- Yang Perlu Dikerjakan
• a. Salin tanpa perubahan bagian teks sumber yang dimulai dengan "Pandangan diatas membawa" dan berlanjut sampai "keabsahan nikah sirri.".
• b. Sebutkan semua bentuk selain fiqh yang menurut teks sumber dianggap tidak inklusif merefleksikan ajaran Islam.

Pandangan diatas membawa implikasi pemahaman, bahwa selain dari bentuk fiqh dianggap tidak inklusif merefleksikan ajaran Islam seperti bentuk undang-undang (qanun), putusan peradilan Islam atau kompilasi, maka konsekwensinya adalah jika teks-teks ajaran Islam dituangkan tidak dalam bentuk fiqh, tetapi berbentuk pasal-pasal perundang-undangan, maka cenderung dipandang sebagai sesuatu yang terpisah dari agama. Dalam konteks seperti pencatatan perkawinan yang diformulasikan dalam bentuk pasal-pasal di dalam Undang-Undang Nomor 1 Tahun 1974, dipandang bukanlah bagian agama, efeknya masyarakat berpikir bahwa pernikahan sirri sudah sah menurut agama dan pencatatan hanya masalah administrasi saja. Pemahaman agama seperti ini telah menjadi “stempel” akan kebenaran dan keabsahan nikah sirri.

[Entri dari sebuah dataset]

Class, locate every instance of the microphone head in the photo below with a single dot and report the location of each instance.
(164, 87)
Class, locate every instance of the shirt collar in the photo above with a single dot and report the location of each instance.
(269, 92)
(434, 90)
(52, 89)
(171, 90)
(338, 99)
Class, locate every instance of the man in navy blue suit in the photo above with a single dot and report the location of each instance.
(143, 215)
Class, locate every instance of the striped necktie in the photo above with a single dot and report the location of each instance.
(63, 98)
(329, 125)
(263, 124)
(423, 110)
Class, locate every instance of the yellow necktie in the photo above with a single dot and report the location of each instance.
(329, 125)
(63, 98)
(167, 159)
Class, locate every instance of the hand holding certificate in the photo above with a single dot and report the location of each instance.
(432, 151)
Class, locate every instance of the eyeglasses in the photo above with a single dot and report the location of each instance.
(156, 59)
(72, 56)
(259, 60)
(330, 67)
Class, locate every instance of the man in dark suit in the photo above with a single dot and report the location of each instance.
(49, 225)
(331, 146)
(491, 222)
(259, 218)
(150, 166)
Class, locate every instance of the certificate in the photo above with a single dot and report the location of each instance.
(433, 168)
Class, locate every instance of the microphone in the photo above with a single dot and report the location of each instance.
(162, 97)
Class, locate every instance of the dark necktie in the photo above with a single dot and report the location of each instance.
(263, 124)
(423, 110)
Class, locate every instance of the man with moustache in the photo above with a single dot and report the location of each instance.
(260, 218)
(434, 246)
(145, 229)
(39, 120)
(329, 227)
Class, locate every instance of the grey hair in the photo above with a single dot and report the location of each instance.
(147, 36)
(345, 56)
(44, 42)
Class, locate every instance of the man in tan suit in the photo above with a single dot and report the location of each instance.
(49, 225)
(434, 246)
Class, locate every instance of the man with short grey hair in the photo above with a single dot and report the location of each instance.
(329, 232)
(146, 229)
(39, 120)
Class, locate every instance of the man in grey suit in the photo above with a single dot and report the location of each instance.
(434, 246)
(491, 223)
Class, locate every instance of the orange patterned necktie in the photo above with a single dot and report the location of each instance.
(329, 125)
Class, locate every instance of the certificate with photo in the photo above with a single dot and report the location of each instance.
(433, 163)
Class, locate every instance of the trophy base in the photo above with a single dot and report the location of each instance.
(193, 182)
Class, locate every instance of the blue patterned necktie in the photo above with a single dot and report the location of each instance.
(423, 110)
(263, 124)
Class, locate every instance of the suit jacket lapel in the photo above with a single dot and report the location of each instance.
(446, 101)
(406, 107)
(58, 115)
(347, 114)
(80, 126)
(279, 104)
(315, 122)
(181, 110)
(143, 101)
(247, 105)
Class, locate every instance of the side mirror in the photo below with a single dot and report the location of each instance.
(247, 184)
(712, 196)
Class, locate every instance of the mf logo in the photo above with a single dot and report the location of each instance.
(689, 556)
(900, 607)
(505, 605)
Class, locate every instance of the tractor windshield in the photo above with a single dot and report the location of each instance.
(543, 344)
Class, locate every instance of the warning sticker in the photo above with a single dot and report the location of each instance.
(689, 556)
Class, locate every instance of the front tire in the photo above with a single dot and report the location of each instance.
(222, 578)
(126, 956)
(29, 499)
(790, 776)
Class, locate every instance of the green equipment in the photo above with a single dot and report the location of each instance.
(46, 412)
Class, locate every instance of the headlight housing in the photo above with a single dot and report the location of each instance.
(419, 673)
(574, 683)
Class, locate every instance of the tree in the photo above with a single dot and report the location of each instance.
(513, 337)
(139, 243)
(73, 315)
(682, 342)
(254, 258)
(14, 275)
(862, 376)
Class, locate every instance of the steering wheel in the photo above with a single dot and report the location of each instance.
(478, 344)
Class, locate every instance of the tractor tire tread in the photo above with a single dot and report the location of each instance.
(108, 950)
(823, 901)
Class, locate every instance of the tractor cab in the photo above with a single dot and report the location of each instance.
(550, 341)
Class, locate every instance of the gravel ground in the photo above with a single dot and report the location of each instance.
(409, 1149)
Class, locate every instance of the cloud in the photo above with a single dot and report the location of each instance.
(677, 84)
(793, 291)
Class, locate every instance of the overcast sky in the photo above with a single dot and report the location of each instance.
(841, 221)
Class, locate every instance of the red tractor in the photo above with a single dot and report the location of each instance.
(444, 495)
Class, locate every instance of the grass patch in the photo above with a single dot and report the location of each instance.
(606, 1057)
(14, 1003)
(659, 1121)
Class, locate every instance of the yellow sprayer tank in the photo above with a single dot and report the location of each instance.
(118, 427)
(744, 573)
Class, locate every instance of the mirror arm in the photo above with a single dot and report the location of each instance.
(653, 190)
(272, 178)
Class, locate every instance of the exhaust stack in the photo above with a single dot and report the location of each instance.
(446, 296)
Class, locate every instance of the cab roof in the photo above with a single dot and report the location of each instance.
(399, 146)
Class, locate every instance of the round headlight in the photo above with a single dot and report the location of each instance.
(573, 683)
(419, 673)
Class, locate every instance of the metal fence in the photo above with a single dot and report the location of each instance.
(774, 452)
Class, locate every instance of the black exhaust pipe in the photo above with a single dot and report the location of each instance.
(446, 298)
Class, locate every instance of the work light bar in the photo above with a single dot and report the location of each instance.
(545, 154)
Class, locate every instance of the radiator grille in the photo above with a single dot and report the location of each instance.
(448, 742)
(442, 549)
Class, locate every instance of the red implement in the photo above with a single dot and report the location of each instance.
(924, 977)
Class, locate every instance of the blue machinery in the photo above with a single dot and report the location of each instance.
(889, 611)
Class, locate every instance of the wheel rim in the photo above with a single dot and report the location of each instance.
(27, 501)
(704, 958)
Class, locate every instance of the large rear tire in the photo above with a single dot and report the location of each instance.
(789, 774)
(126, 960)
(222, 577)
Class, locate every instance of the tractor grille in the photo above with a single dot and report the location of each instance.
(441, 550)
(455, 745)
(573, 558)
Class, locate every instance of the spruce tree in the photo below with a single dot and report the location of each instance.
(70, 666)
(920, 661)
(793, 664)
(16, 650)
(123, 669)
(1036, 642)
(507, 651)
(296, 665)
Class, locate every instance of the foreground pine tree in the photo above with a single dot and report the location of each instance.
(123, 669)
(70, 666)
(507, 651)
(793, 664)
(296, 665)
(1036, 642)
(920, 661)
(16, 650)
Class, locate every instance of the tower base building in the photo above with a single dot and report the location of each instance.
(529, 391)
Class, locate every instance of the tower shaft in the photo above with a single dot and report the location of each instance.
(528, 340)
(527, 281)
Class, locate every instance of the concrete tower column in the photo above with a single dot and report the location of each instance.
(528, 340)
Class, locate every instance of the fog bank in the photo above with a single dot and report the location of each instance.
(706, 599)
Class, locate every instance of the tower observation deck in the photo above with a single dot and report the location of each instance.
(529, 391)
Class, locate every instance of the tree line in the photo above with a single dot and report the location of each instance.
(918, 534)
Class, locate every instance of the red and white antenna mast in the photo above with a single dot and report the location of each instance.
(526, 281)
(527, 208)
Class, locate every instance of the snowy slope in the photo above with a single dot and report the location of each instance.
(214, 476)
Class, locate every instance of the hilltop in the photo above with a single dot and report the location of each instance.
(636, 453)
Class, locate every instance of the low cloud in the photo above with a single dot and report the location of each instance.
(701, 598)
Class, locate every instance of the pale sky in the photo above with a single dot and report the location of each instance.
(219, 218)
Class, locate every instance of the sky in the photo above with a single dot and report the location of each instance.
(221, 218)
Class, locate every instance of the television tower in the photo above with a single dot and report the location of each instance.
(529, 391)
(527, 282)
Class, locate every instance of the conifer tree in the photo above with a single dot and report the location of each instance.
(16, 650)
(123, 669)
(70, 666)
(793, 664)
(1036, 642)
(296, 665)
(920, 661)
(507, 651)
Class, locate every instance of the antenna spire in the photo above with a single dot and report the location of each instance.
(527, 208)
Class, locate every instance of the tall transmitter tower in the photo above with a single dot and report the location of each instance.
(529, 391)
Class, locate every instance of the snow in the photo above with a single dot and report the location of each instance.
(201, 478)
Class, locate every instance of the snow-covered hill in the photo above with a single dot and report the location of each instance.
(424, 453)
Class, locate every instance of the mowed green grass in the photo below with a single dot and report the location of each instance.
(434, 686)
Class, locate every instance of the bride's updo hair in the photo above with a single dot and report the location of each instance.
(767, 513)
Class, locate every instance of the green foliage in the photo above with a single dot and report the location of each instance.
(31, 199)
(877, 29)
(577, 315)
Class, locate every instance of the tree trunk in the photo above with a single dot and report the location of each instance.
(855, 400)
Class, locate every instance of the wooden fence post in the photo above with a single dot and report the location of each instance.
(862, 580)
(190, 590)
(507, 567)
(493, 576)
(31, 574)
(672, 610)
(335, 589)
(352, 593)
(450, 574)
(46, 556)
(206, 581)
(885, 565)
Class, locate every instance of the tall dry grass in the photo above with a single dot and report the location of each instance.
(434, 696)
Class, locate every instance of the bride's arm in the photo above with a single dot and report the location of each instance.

- Jawaban Berurutan
• a.
Pandangan diatas membawa implikasi pemahaman, bahwa selain dari bentuk fiqh dianggap tidak inklusif merefleksikan ajaran Islam seperti bentuk undang-undang (qanun), putusan peradilan Islam atau kompilasi, maka konsekwensinya adalah jika teks-teks ajaran Islam dituangkan tidak dalam bentuk fiqh, tetapi berbentuk pasal-pasal perundang-undangan, maka cenderung dipandang sebagai sesuatu yang terpisah dari agama. Dalam konteks seperti pencatatan perkawinan yang diformulasikan dalam bentuk pasal-pasal di dalam Undang-Undang Nomor 1 Tahun 1974, dipandang bukanlah bagian agama, efeknya masyarakat berpikir bahwa pernikahan sirri sudah sah menurut agama dan pencatatan hanya masalah administrasi saja. Pemahaman agama seperti ini telah menjadi “stempel” akan kebenaran dan keabsahan nikah sirri.

• b.
- undang-undang (qanun)
- putusan peradilan Islam
- kompilasi